### What you are asked to do
Scale the data from its first line up to and including the line containing "point(126, 60)", reproducing every line, requests included. Multiply each point coordinate in the answers by 2 and round to whole numbers, with halves rounded up. Leave the requests and their sample points unchanged.

Begin

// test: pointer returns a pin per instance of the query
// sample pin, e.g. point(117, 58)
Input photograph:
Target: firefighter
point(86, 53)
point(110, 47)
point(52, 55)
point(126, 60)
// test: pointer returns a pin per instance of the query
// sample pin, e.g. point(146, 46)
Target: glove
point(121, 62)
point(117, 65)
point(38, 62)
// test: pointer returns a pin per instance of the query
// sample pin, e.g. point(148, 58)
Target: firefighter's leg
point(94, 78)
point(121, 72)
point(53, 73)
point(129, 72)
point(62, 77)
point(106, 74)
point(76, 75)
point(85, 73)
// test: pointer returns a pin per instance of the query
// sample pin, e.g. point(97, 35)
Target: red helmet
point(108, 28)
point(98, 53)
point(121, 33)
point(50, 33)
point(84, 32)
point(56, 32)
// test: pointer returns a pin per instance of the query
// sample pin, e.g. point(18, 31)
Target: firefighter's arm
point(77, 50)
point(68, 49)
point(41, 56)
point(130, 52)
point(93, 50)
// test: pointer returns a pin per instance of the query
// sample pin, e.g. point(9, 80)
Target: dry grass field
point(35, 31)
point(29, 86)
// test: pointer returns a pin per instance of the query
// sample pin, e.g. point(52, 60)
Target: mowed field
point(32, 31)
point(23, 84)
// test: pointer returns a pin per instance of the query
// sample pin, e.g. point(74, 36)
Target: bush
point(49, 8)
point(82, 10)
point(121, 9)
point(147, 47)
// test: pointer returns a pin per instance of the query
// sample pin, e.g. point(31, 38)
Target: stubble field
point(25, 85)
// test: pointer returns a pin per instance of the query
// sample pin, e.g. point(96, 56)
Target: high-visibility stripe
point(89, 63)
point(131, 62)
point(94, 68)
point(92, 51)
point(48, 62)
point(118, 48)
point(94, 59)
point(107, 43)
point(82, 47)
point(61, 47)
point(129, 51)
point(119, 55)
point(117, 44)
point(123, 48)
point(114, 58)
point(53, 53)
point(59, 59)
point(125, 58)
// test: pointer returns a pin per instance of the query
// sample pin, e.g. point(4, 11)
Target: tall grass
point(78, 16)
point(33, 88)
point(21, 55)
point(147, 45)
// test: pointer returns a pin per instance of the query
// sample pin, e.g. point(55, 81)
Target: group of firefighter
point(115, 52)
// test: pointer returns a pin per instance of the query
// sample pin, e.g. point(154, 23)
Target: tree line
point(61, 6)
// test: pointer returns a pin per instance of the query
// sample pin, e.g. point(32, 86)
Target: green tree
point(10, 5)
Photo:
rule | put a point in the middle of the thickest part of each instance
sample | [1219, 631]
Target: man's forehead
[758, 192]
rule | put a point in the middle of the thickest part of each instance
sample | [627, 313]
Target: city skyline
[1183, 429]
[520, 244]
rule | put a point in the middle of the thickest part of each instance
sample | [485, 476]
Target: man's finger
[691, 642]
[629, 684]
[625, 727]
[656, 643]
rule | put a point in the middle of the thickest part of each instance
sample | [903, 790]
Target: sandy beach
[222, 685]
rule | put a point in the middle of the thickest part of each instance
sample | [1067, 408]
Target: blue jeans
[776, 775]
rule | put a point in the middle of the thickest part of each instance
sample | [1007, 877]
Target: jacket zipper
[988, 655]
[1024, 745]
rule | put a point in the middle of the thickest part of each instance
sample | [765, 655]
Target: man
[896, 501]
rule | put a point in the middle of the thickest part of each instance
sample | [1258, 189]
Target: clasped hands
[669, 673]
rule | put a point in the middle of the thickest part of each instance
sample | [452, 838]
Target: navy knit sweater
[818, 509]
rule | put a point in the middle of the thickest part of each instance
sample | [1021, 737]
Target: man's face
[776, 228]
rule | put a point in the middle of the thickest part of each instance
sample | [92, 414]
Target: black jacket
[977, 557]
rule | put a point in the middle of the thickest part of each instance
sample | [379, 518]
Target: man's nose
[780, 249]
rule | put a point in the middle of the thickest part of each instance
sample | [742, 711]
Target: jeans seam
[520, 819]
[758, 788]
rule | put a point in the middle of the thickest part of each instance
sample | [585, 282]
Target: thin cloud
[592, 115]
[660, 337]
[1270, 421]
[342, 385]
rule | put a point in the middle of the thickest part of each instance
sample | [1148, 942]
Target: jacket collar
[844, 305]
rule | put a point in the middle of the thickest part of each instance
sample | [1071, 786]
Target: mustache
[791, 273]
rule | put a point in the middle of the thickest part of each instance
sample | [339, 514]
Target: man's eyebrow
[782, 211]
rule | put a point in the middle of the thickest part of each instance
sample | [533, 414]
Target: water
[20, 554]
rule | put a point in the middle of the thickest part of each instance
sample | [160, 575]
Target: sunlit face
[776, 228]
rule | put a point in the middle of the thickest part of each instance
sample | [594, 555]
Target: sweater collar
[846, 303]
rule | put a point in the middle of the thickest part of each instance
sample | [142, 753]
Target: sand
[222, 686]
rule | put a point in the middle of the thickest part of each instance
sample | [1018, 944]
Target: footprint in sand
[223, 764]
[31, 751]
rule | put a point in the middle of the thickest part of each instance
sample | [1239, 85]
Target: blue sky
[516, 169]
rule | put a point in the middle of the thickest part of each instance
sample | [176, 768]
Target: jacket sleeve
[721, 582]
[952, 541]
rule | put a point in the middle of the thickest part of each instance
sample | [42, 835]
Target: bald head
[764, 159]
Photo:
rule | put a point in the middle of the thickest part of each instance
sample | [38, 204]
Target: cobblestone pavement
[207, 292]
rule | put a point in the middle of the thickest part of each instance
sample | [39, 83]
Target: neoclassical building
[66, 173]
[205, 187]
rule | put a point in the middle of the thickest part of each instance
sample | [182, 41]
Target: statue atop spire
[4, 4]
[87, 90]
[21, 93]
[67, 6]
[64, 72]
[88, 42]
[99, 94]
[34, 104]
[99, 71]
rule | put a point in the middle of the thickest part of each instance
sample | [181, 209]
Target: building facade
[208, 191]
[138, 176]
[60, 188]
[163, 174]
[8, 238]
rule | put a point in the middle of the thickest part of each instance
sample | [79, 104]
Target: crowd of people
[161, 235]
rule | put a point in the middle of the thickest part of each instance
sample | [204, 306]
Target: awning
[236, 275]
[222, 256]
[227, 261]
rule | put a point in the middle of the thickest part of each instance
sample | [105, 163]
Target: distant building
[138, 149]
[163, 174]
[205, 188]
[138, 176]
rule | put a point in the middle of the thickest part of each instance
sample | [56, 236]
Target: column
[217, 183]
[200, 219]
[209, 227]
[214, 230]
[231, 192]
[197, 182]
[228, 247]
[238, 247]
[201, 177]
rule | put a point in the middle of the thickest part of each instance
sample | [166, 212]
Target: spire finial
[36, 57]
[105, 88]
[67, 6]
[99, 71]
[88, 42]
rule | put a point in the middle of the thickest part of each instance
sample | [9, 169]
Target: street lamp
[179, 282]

End

### Exercise solution
// test: pointer returns a pin per instance of the query
// sample pin, e.g. point(117, 58)
Input photograph:
Target: firefighter
point(172, 106)
point(220, 94)
point(104, 110)
point(252, 120)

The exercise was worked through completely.